Excerpts from point annotation data
<<<<
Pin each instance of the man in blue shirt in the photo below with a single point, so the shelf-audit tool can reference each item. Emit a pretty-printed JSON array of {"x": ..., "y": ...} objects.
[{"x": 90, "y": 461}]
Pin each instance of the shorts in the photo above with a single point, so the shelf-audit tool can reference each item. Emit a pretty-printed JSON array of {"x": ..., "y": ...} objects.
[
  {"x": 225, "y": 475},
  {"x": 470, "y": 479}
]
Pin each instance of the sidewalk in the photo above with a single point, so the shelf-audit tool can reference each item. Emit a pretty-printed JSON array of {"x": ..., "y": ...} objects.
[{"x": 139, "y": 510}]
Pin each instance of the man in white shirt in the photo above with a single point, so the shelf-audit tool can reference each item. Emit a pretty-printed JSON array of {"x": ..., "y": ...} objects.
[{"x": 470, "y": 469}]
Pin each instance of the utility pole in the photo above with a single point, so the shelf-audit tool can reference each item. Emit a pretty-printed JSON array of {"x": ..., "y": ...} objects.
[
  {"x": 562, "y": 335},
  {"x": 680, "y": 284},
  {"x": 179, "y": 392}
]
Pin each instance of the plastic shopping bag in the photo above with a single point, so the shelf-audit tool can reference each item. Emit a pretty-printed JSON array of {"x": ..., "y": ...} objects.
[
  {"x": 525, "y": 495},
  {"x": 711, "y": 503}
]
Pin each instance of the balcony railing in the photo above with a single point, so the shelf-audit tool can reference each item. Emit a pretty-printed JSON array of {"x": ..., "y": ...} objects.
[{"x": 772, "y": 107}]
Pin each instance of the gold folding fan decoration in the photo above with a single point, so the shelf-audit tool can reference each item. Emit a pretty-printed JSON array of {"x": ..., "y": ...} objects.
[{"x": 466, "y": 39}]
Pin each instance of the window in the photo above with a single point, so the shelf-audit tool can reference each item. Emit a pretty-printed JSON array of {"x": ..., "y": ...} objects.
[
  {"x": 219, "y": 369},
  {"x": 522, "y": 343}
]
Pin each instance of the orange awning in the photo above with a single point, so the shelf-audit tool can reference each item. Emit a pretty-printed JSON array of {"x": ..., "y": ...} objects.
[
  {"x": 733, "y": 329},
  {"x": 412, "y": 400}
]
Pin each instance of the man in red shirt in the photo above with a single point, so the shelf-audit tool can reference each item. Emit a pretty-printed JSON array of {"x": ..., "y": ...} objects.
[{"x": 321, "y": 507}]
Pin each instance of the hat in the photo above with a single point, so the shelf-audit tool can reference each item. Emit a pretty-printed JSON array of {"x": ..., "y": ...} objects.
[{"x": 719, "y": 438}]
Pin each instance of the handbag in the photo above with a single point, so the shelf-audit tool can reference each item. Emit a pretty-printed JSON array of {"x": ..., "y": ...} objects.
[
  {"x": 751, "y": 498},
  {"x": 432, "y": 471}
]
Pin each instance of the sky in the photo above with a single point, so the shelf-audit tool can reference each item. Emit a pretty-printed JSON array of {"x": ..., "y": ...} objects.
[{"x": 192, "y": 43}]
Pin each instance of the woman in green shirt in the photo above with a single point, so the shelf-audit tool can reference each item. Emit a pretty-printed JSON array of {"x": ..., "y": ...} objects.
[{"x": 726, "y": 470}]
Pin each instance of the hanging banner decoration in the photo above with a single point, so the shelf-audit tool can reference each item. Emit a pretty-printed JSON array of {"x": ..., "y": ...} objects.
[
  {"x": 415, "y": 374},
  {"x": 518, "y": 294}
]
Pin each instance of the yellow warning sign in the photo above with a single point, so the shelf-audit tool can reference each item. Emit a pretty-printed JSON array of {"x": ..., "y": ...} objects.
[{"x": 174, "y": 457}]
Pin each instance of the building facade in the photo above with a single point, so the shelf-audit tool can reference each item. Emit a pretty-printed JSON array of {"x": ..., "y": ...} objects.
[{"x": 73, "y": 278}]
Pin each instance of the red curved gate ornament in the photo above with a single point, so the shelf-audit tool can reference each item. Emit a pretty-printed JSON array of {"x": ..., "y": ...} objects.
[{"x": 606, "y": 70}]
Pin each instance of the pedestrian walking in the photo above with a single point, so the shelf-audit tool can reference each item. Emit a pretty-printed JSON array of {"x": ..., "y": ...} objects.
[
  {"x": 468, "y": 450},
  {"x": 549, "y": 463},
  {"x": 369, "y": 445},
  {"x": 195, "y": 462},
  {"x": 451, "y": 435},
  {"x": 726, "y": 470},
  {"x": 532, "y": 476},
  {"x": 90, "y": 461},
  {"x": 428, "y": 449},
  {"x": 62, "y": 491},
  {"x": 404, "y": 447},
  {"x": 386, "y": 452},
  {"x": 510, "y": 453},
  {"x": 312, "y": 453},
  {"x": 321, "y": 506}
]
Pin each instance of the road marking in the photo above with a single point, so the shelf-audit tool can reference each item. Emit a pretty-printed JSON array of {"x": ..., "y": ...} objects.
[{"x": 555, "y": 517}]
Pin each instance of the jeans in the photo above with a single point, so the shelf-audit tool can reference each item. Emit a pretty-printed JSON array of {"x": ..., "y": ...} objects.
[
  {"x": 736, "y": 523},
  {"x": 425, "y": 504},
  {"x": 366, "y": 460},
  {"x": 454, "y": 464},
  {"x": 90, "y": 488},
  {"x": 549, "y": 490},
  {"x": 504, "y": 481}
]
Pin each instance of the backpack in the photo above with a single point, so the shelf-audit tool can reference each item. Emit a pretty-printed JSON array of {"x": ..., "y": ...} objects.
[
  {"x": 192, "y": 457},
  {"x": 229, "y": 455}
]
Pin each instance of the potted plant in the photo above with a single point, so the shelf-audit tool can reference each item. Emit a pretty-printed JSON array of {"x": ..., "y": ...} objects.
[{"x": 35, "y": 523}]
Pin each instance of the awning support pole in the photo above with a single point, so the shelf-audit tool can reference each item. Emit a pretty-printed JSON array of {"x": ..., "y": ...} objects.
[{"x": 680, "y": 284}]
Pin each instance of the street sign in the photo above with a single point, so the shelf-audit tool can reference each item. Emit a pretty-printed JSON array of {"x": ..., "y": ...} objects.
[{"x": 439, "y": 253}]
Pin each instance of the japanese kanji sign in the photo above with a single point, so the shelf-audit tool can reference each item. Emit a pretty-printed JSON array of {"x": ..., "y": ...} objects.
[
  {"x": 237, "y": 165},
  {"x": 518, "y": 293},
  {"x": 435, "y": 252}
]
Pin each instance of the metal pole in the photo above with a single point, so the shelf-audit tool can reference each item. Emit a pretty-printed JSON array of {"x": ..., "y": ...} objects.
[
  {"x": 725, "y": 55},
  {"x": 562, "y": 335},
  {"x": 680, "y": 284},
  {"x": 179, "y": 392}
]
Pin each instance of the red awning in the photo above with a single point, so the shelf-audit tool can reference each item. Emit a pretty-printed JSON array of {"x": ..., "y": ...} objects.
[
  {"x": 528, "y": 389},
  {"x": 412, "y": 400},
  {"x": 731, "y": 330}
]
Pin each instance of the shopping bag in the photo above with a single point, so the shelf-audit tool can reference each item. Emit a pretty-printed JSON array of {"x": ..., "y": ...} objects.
>>>>
Exercise task
Go through the listing and copy all of it exactly.

Exercise result
Pin each instance of the man in blue shirt in the photo below with a single point, so the shelf-audit tool can reference each item. Emit a pretty-printed JSON array of {"x": ..., "y": ...} objects.
[{"x": 90, "y": 461}]
Pin each instance of the shorts in the photo above with a single point, so the shelf-audit tool can reference each item. Emit a pretty-printed JSON array of {"x": ..., "y": ...} objects.
[
  {"x": 225, "y": 475},
  {"x": 470, "y": 479}
]
Pin each instance of the sidewalk in the photo above with a single point, so the shelf-audit tool can reference each item. Emit a pretty-printed JSON array of {"x": ..., "y": ...} objects.
[{"x": 139, "y": 510}]
Pin each instance of the man in white shirt in the photo above with a single point, so the shelf-audit tool can reference each item. Emit a pretty-printed JSON array of {"x": ..., "y": ...} objects.
[{"x": 470, "y": 469}]
Pin each instance of the utility pole in the photo above with a single point, so the shelf-audit tool can reference each item. Emit a pretty-printed JSON array of {"x": ..., "y": ...} objects.
[
  {"x": 562, "y": 335},
  {"x": 680, "y": 284},
  {"x": 179, "y": 392}
]
Pin each instance of the plastic shopping bag in the photo above with a single point, so the shelf-audit tool can reference each item. Emit a pretty-printed JSON array of {"x": ..., "y": ...} objects.
[
  {"x": 525, "y": 495},
  {"x": 711, "y": 503}
]
Pin each instance of the balcony railing in the photo above with a single point, so the shelf-audit tool can reference each item. Emit a pretty-printed JSON array of {"x": ..., "y": ...} objects.
[{"x": 772, "y": 107}]
Pin each instance of the gold folding fan decoration in the photo above with a single point, so the shelf-audit tool can reference each item. Emit a pretty-printed JSON array of {"x": ..., "y": ...} objects.
[{"x": 466, "y": 39}]
Pin each instance of the window in the photo above with a single point, so the shelf-audit tool can reference each item. Emit a pretty-printed JSON array of {"x": ..., "y": ...} objects.
[
  {"x": 219, "y": 369},
  {"x": 522, "y": 343}
]
Pin each instance of the orange awning in the photo above with a single point, so the shelf-audit tool can reference each item. Emit a pretty-printed JSON array of {"x": ..., "y": ...} objects.
[
  {"x": 733, "y": 329},
  {"x": 412, "y": 400}
]
Pin each instance of the man in red shirt in the photo above with a single point, so the shelf-audit tool can reference each item. Emit a pretty-printed JSON array of {"x": ..., "y": ...} objects.
[{"x": 321, "y": 507}]
Pin each instance of the hat in the photo above with a single point, so the shelf-audit tool can reference each item. Emit a pretty-printed JSON array of {"x": ..., "y": ...} objects.
[{"x": 719, "y": 438}]
Pin each instance of the handbag in the photo above with a single point, so the shelf-audit tool can reference each item. Emit a pretty-printed JSON array of {"x": ..., "y": ...} objects.
[
  {"x": 751, "y": 498},
  {"x": 432, "y": 471}
]
Pin each instance of the sky in the photo above with a single point, so the shelf-audit tool can reference each item. Emit a pretty-printed JSON array of {"x": ..., "y": ...} objects.
[{"x": 192, "y": 43}]
Pin each instance of the woman in green shirt in the photo above with a single point, so the shelf-audit tool can reference each item. Emit a pretty-printed JSON array of {"x": ..., "y": ...} objects.
[{"x": 726, "y": 470}]
Pin each instance of the hanging banner decoration in the photo above with a single point, so the shelf-audit tool can reference each item. Emit a pretty-printed JSON array of {"x": ..., "y": ...} objects.
[
  {"x": 415, "y": 374},
  {"x": 518, "y": 294}
]
Pin each instance of the yellow warning sign in the photo above with a single point, so the shelf-audit tool can reference each item. Emit a pretty-printed JSON array of {"x": ..., "y": ...} objects.
[{"x": 174, "y": 457}]
Pin each instance of the building facade in the photo above with a single point, so the shelf-audit tool can reference each item. Emit a pretty-printed JSON array of {"x": ..., "y": ...} objects.
[{"x": 73, "y": 278}]
Pin each instance of the red curved gate ornament in the photo above with a single point, so the shelf-audit tool can reference each item. Emit a pretty-printed JSON array of {"x": ..., "y": ...} objects.
[{"x": 606, "y": 70}]
Pin each instance of the pedestrian walking in the photo above with a single point, so the shelf-audit tool can reference each item. Emit a pretty-printed JSON array of {"x": ..., "y": ...} objects.
[
  {"x": 468, "y": 450},
  {"x": 549, "y": 463},
  {"x": 369, "y": 445},
  {"x": 195, "y": 462},
  {"x": 451, "y": 435},
  {"x": 726, "y": 470},
  {"x": 532, "y": 476},
  {"x": 90, "y": 461},
  {"x": 428, "y": 449},
  {"x": 62, "y": 491},
  {"x": 404, "y": 447},
  {"x": 386, "y": 452},
  {"x": 510, "y": 453},
  {"x": 312, "y": 453},
  {"x": 321, "y": 506}
]
Pin each instance of the road marking in the photo above with a single point, so the shelf-audit tool can reference each item. Emit a pretty-printed JSON array of {"x": ..., "y": ...} objects.
[{"x": 555, "y": 517}]
Pin each instance of the jeans in the photo above with a single point, so the shelf-audit tool can reference each item. Emit a pretty-printed JSON array of {"x": ..., "y": ...} objects.
[
  {"x": 736, "y": 523},
  {"x": 425, "y": 504},
  {"x": 366, "y": 460},
  {"x": 454, "y": 464},
  {"x": 90, "y": 488},
  {"x": 549, "y": 490},
  {"x": 504, "y": 481}
]
Pin each instance of the backpack in the photo above with a single point, so the shelf-audit tool can reference each item. Emit a pretty-printed JSON array of {"x": ..., "y": ...} objects.
[
  {"x": 192, "y": 457},
  {"x": 229, "y": 455}
]
Pin each instance of the potted plant in the photo above with a single point, so the shelf-audit tool can reference each item. Emit a pretty-printed JSON array of {"x": ..., "y": ...} objects.
[{"x": 35, "y": 523}]
Pin each instance of the awning support pole in the photo above with a single point, so the shelf-audit tool can reference each item. Emit a pretty-printed JSON array of {"x": ..., "y": ...} objects.
[{"x": 680, "y": 284}]
Pin each instance of the street sign in the photo above with a single point, so the shelf-audit tool can reference each item. Emit a pretty-printed JSON array of {"x": ..., "y": ...} objects.
[{"x": 439, "y": 253}]
Pin each instance of the japanese kanji sign in the photo above with a single point, so the shelf-audit tool can reference each item. Emit a pretty-printed JSON array of {"x": ..., "y": ...} objects.
[
  {"x": 237, "y": 165},
  {"x": 518, "y": 293},
  {"x": 435, "y": 252}
]
Pin each instance of the metal pole in the photo above with a single point, so the shelf-audit tool can reference each item. Emit a pretty-printed JSON array of {"x": ..., "y": ...} objects.
[
  {"x": 725, "y": 55},
  {"x": 562, "y": 335},
  {"x": 680, "y": 284},
  {"x": 179, "y": 392}
]
Pin each instance of the red awning in the photo above with a single point, so the shelf-audit tool can reference each item. Emit a pretty-printed JSON array of {"x": ..., "y": ...} objects.
[
  {"x": 528, "y": 389},
  {"x": 412, "y": 400},
  {"x": 731, "y": 330}
]
Pin each instance of the shopping bag in the photo above with a single point, so the shelf-audit tool can reference each item. Emit a pretty-printed JSON array of {"x": ..., "y": ...} objects.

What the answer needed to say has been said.